Local astronomers advised that there would be no ill effects from the earth travelling through the tail of Halley's comet. Experts doubted that the gases, fumes, and sparks from the tail would cause any significant health problems. Most experts anticipated that because of Calgary's long twilight, people wouldn't even know when the comet passed overhead. Many people were not reassured; headlines from local newspapers the next day read "Hurrah! We dodged it," and "Old earth is still on the job!"

May
18
1917

Although Canada's military services originally relied on voluntary enlistment, by late 1916 casualties at the front and the reduction of volunteers meant that Canada was having difficulty in meeting her commitments to her First World War allies. On May 18, 1917, Prime Minister Robert Borden rose in the House of Commons and announced that compulsory service, or conscription, had become a necessity. When the issue came to a vote it divided the country. Almost every English- speaking Member of Parliament voted in favour of the bill, and almost every French-speaking MP voted against it.

May
21
1926

Representatives of the Alberta Teachers' Alliance informed student teachers at Calgary's Normal School that they should refuse any position paying less than $1,000 per year. According to the ATA, school boards across the province claimed there were far more new teachers than there were positions, and used this to negotiate a lower salary level. In fact, both the ATA and the provincial Department of Education confirmed that Alberta had to recruit outside the province to secure qualified teachers for available positions.
*-*-*
In the dated history entries, below what yearly salary did the Alberta Teachers' Alliance tell student teachers at Calgary's Normal School to refuse a position?
*-*-*
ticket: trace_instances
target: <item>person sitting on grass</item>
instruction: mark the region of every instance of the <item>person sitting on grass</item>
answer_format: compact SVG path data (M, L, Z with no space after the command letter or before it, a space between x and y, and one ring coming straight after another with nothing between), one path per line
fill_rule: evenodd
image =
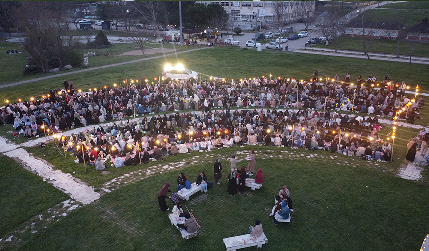
M272 220L274 224L278 225L278 221L276 219L276 217L281 217L281 219L286 220L287 219L289 219L289 217L290 216L290 211L289 210L289 208L287 207L286 202L282 201L281 202L281 209L277 211L274 215L274 220Z
M264 232L262 225L261 224L261 221L257 219L255 220L255 224L254 227L252 226L249 227L249 234L254 237L259 237Z

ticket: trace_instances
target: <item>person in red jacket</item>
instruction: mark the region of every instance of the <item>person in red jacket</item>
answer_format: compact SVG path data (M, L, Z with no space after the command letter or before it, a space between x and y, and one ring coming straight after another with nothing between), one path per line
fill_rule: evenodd
M264 174L262 173L262 169L259 168L258 169L258 172L256 173L256 176L255 176L255 183L262 184L264 182Z

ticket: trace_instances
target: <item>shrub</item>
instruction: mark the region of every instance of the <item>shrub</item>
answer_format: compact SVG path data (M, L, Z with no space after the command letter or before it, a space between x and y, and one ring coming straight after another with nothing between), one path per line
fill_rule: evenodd
M232 31L233 31L237 35L239 35L239 34L241 33L241 28L239 27L237 27L232 30Z
M101 30L95 37L94 42L96 45L110 45L110 42L109 42L109 40L107 40L107 37Z

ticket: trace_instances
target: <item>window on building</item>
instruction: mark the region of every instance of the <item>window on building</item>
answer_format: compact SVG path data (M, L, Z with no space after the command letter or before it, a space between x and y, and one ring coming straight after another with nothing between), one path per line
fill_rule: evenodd
M231 9L231 15L240 15L239 9Z
M253 7L263 7L264 3L262 2L253 2Z

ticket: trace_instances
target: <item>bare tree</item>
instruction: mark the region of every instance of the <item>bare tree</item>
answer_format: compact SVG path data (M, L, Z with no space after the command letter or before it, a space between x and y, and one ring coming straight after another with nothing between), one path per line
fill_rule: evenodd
*-*-*
# PROBLEM SOLUTION
$1,000 per year.